** begin **

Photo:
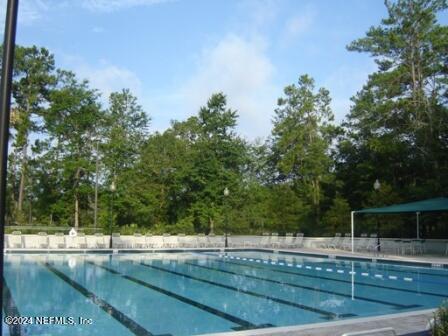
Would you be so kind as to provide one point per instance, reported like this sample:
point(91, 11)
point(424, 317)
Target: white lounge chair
point(182, 240)
point(299, 240)
point(201, 240)
point(288, 241)
point(100, 240)
point(57, 240)
point(117, 242)
point(139, 241)
point(346, 242)
point(264, 241)
point(80, 240)
point(15, 240)
point(42, 240)
point(274, 241)
point(335, 242)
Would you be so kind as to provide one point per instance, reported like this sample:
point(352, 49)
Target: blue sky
point(173, 54)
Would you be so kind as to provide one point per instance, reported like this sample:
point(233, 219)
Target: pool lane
point(335, 281)
point(330, 301)
point(325, 314)
point(155, 311)
point(242, 323)
point(281, 283)
point(38, 292)
point(435, 275)
point(259, 309)
point(314, 272)
point(130, 324)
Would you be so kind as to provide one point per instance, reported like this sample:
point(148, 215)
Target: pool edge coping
point(302, 327)
point(318, 254)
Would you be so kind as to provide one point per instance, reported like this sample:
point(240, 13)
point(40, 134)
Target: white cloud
point(299, 24)
point(343, 83)
point(98, 30)
point(240, 69)
point(113, 5)
point(103, 76)
point(29, 12)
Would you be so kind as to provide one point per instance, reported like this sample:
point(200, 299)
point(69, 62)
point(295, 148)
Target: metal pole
point(111, 218)
point(5, 110)
point(226, 244)
point(353, 231)
point(418, 225)
point(95, 215)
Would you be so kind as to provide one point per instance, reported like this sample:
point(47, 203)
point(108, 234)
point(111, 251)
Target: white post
point(353, 231)
point(418, 225)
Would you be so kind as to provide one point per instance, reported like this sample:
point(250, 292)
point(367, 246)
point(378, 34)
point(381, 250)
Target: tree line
point(67, 148)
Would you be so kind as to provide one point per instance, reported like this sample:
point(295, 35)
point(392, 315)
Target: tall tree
point(397, 129)
point(32, 82)
point(73, 118)
point(301, 139)
point(125, 133)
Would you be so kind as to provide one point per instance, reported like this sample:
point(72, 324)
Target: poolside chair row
point(167, 241)
point(366, 243)
point(288, 241)
point(57, 240)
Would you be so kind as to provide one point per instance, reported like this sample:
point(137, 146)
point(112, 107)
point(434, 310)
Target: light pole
point(95, 215)
point(376, 187)
point(113, 188)
point(226, 220)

** end **

Write out the material without changes from its first line through the line containing "point(29, 12)", both ends included, and leave the pictures out of your copy.

▶ [RESULT FOR THIS EXERCISE]:
Photo:
Would you be so kind as to provide one point per instance, reported like this sample:
point(91, 11)
point(424, 317)
Target: white lounge chair
point(182, 240)
point(299, 240)
point(201, 240)
point(288, 241)
point(100, 240)
point(57, 240)
point(117, 242)
point(139, 241)
point(346, 242)
point(264, 241)
point(80, 240)
point(15, 240)
point(42, 240)
point(274, 241)
point(335, 242)
Would you be so kind as to provide one point per instance, reported like this sample:
point(352, 49)
Target: blue sky
point(173, 54)
Would you be so kind as to provide one point per instance, reported like this sample:
point(233, 219)
Target: pool lane
point(335, 281)
point(330, 301)
point(325, 314)
point(155, 311)
point(242, 323)
point(281, 283)
point(38, 292)
point(435, 275)
point(259, 309)
point(314, 272)
point(130, 324)
Would you be so kind as to provide one point per instance, reported like this sample:
point(148, 215)
Target: pool edge coping
point(302, 327)
point(318, 254)
Would you be so kind as to provide one point per instance, reported like this sample:
point(240, 13)
point(40, 134)
Target: white cloud
point(299, 24)
point(343, 83)
point(98, 30)
point(240, 69)
point(113, 5)
point(103, 76)
point(29, 12)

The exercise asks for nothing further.